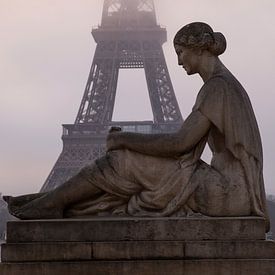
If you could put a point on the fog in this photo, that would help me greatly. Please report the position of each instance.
(46, 53)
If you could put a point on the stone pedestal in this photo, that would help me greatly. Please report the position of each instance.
(212, 246)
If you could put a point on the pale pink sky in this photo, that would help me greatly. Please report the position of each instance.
(45, 56)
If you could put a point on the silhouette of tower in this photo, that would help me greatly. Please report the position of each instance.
(128, 37)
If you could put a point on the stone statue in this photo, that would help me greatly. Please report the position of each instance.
(160, 175)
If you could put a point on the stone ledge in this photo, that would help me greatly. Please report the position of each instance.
(136, 229)
(179, 267)
(32, 252)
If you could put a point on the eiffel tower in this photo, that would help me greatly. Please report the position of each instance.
(128, 38)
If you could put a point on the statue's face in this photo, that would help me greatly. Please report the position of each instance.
(188, 59)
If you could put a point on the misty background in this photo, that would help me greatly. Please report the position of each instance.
(46, 51)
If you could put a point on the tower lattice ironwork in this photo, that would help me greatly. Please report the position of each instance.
(128, 37)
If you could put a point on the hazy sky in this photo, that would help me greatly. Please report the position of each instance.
(45, 55)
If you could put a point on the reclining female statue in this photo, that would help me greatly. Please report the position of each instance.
(162, 174)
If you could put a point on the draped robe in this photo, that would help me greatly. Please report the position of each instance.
(232, 185)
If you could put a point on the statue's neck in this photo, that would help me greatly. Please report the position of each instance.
(210, 66)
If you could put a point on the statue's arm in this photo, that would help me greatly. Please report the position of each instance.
(194, 128)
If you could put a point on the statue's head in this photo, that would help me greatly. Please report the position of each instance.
(200, 35)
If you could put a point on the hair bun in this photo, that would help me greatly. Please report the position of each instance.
(219, 45)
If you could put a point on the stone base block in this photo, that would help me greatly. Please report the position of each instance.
(157, 267)
(136, 229)
(138, 246)
(39, 252)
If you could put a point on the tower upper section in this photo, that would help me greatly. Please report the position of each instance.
(128, 19)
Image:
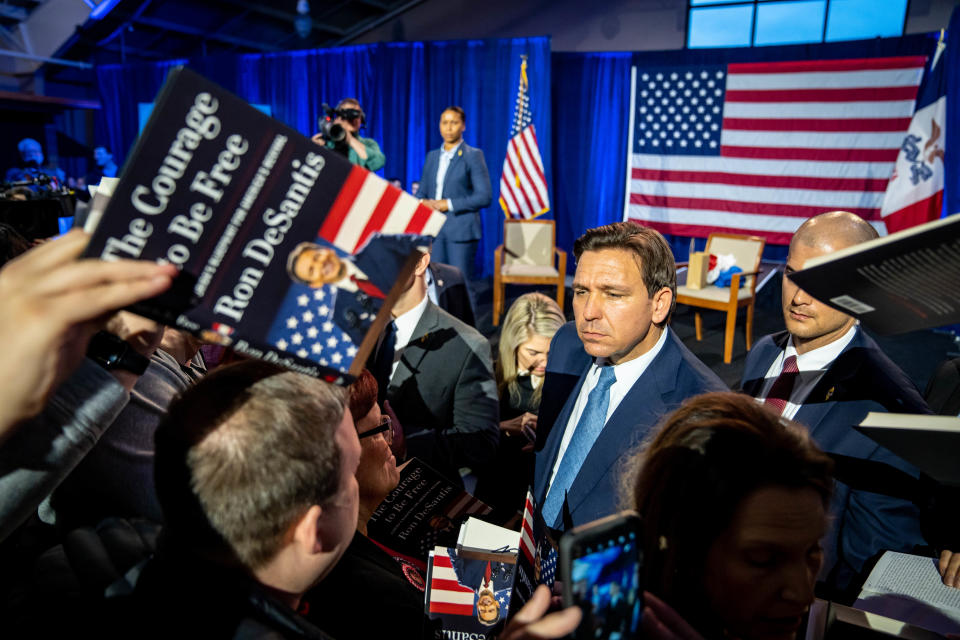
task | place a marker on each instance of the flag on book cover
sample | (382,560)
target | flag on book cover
(915,192)
(368,203)
(760,147)
(523,184)
(447,595)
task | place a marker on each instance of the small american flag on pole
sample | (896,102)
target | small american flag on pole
(523,184)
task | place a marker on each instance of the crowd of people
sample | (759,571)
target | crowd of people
(252,486)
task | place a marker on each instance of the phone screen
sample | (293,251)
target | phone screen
(605,584)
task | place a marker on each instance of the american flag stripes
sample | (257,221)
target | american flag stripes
(759,147)
(447,595)
(368,203)
(523,184)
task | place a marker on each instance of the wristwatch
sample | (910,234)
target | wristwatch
(112,352)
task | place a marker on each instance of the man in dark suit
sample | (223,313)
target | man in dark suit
(448,290)
(456,181)
(439,381)
(615,373)
(826,373)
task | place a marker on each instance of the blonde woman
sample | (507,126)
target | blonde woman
(521,364)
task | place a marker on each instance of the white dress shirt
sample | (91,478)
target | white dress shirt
(445,158)
(627,374)
(811,365)
(406,323)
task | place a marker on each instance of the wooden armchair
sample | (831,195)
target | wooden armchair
(740,293)
(527,257)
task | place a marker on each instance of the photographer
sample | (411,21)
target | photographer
(359,150)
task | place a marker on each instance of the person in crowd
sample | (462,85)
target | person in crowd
(12,244)
(54,402)
(104,167)
(447,289)
(116,477)
(826,373)
(439,381)
(530,324)
(367,572)
(361,151)
(31,153)
(615,371)
(734,503)
(456,181)
(257,475)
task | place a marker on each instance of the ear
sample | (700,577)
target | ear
(662,300)
(306,531)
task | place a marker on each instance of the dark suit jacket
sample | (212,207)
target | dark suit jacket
(466,184)
(380,258)
(861,379)
(452,294)
(673,376)
(368,594)
(445,396)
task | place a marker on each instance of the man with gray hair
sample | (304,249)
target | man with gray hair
(255,472)
(826,373)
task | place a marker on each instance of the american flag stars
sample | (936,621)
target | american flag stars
(679,113)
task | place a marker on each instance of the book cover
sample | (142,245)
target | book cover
(468,595)
(424,510)
(899,283)
(287,252)
(930,443)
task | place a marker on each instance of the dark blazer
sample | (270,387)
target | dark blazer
(368,594)
(445,396)
(380,258)
(466,184)
(861,379)
(943,389)
(452,294)
(673,376)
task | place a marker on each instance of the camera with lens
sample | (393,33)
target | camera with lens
(330,130)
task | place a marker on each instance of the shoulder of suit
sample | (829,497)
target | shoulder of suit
(691,368)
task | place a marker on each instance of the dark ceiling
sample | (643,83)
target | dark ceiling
(150,30)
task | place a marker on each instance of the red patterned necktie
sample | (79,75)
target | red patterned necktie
(783,386)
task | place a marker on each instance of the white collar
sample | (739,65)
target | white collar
(631,370)
(407,323)
(819,359)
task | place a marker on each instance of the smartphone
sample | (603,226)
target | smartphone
(600,566)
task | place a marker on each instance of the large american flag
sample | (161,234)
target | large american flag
(523,184)
(759,147)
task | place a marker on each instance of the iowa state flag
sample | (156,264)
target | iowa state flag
(915,191)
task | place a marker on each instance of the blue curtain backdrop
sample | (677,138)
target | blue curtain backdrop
(591,111)
(403,88)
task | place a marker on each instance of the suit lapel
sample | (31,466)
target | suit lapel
(412,355)
(636,414)
(552,446)
(831,387)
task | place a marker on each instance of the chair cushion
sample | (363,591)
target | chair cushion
(535,270)
(528,243)
(717,294)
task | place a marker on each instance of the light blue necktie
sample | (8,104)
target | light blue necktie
(584,435)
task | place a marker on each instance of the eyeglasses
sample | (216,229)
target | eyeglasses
(385,427)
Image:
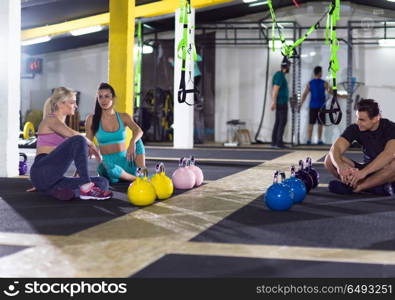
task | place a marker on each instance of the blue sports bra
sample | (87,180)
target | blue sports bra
(111,137)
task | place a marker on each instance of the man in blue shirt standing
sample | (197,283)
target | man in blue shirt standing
(317,88)
(280,97)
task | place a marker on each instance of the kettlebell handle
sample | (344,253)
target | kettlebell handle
(142,172)
(293,171)
(276,174)
(309,163)
(160,167)
(24,156)
(182,162)
(301,165)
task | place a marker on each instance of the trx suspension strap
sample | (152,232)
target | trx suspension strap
(335,113)
(186,48)
(137,72)
(289,50)
(296,3)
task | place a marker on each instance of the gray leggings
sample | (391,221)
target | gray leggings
(47,171)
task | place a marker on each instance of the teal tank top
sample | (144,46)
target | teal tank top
(111,137)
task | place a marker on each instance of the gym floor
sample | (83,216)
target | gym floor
(221,229)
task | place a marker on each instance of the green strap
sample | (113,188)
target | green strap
(289,50)
(333,17)
(137,72)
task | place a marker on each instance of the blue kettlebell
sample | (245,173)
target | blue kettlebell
(22,163)
(297,187)
(313,172)
(278,196)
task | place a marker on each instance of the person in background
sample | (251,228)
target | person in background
(280,98)
(317,87)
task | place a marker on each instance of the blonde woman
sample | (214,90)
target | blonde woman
(58,146)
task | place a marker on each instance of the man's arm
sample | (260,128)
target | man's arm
(336,152)
(276,89)
(382,160)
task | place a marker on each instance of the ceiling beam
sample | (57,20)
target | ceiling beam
(142,11)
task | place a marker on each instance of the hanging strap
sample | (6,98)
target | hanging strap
(335,113)
(137,72)
(290,50)
(184,49)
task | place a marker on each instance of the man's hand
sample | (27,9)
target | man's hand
(130,153)
(345,173)
(357,176)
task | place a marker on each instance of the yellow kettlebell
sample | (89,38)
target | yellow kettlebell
(141,192)
(163,185)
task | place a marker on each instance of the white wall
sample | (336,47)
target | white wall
(240,74)
(80,69)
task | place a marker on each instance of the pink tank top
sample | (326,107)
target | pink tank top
(49,139)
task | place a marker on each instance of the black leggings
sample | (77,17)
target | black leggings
(47,171)
(279,124)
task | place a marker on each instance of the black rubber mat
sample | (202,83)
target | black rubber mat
(356,156)
(24,212)
(217,153)
(7,250)
(203,266)
(34,213)
(322,220)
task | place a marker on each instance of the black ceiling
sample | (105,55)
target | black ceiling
(37,13)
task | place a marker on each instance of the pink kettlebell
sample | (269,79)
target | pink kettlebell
(183,178)
(196,170)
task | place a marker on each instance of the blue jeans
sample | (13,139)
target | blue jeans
(47,171)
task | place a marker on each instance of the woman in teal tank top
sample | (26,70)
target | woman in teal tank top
(120,160)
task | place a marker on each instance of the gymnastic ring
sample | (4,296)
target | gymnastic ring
(28,130)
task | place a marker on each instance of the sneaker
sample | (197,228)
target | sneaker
(95,193)
(63,194)
(338,187)
(382,190)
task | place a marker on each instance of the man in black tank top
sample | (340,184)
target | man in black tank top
(377,137)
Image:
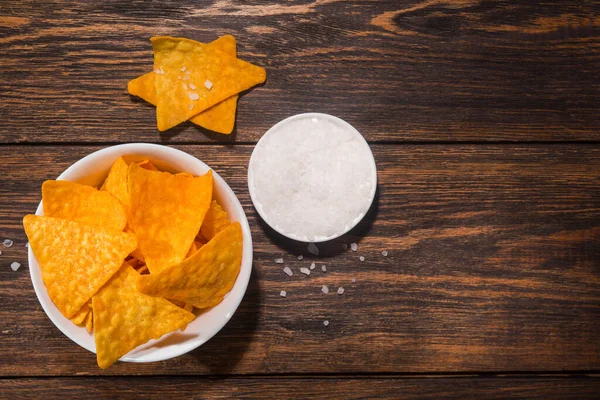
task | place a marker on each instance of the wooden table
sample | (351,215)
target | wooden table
(483,119)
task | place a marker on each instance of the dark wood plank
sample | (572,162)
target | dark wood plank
(412,70)
(492,266)
(323,388)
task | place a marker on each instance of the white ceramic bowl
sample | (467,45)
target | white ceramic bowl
(92,170)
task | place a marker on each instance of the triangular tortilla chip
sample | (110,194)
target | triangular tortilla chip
(215,221)
(220,117)
(216,76)
(75,259)
(166,213)
(125,318)
(82,203)
(116,182)
(203,279)
(81,315)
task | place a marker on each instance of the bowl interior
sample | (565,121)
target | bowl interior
(92,170)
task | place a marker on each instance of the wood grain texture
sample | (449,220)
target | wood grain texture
(492,266)
(451,70)
(324,388)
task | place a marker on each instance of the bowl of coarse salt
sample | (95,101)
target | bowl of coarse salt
(312,177)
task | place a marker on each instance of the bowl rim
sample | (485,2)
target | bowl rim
(336,120)
(229,304)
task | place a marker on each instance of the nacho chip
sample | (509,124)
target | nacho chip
(75,259)
(220,117)
(215,74)
(215,221)
(205,277)
(166,213)
(81,203)
(116,182)
(89,321)
(125,318)
(146,164)
(82,314)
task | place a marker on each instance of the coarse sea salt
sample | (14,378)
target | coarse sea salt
(312,177)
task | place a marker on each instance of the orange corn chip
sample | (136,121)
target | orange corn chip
(215,221)
(116,182)
(216,76)
(89,321)
(147,165)
(82,203)
(205,277)
(82,314)
(75,259)
(219,118)
(166,213)
(125,318)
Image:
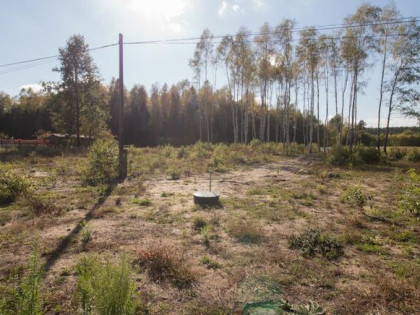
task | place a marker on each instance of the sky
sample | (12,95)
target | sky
(38,28)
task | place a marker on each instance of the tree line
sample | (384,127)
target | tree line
(274,80)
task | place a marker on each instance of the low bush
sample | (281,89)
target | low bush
(209,263)
(102,165)
(163,262)
(413,155)
(199,223)
(174,174)
(410,193)
(312,241)
(105,288)
(38,207)
(355,196)
(12,186)
(245,232)
(339,155)
(368,155)
(397,153)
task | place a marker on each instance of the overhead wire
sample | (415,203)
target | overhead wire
(26,64)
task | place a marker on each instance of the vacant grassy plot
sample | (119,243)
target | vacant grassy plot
(291,233)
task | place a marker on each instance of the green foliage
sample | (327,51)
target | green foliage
(86,233)
(356,196)
(182,153)
(339,155)
(174,174)
(413,155)
(38,207)
(29,299)
(12,186)
(410,193)
(312,241)
(142,202)
(368,155)
(209,263)
(105,288)
(245,232)
(102,165)
(199,223)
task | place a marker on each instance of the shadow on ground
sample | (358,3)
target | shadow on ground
(65,242)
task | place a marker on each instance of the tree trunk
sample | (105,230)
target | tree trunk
(381,96)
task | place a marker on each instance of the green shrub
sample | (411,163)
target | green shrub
(163,262)
(174,174)
(199,223)
(142,202)
(356,196)
(12,186)
(413,155)
(38,207)
(245,232)
(397,153)
(368,155)
(105,288)
(86,233)
(339,155)
(102,165)
(182,153)
(312,241)
(410,193)
(209,263)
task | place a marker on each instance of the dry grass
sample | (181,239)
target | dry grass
(196,260)
(164,263)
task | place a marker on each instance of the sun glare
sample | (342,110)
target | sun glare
(158,9)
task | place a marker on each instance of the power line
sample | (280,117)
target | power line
(319,28)
(195,40)
(51,58)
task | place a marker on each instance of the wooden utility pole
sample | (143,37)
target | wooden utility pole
(122,154)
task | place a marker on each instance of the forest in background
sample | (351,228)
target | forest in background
(273,88)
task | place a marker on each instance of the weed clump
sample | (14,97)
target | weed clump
(339,156)
(102,165)
(312,242)
(209,263)
(410,194)
(164,263)
(246,233)
(30,300)
(105,288)
(174,174)
(199,223)
(142,202)
(12,186)
(356,196)
(38,207)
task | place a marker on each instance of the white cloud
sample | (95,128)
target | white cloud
(222,9)
(175,27)
(35,87)
(258,3)
(157,16)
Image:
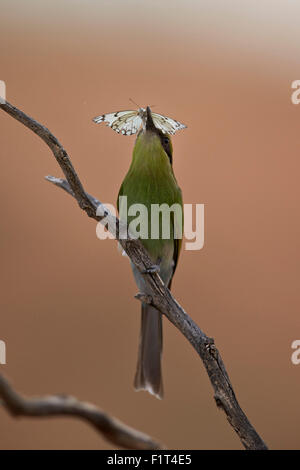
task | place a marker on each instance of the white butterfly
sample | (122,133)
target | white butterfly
(129,122)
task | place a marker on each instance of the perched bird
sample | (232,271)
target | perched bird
(150,180)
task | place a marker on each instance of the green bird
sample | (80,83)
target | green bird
(150,180)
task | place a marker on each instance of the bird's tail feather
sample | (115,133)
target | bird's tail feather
(148,373)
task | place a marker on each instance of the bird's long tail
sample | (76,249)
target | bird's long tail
(148,373)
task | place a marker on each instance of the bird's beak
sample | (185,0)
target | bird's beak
(149,121)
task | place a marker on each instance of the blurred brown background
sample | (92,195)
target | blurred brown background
(68,315)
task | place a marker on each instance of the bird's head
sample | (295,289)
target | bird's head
(151,136)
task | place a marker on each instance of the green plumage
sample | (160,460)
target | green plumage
(150,180)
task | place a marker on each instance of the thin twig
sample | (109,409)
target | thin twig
(112,429)
(159,295)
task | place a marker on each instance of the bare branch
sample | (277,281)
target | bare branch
(160,295)
(112,429)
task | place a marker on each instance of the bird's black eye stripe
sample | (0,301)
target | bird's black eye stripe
(166,146)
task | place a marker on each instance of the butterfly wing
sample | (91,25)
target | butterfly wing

**WHAT THE TASK REQUIRES:** Your answer should consist solely of the lines above from the line with "target | trx suspension strap" to the line with "sample | (251,228)", both included, reproduced exactly.

**ANSWER TO THIS EXERCISE:**
target | trx suspension strap
(335,113)
(186,48)
(137,72)
(289,50)
(296,3)
task | place a marker on each instance of the gray leggings
sample | (391,221)
target | gray leggings
(47,171)
task | place a marker on each instance of the teal tank top
sample | (144,46)
target | teal tank top
(111,137)
task | place a marker on each instance of the gym floor
sample | (83,216)
target | gym floor
(221,229)
task | place a marker on each instance of the green strap
sample | (113,188)
target | green strap
(289,50)
(333,17)
(137,72)
task | place a marker on each instance of the blue kettlebell
sample | (245,173)
target | blue kettlebell
(22,163)
(297,187)
(313,172)
(278,196)
task | place a marker on each instance of the person in background
sample | (251,228)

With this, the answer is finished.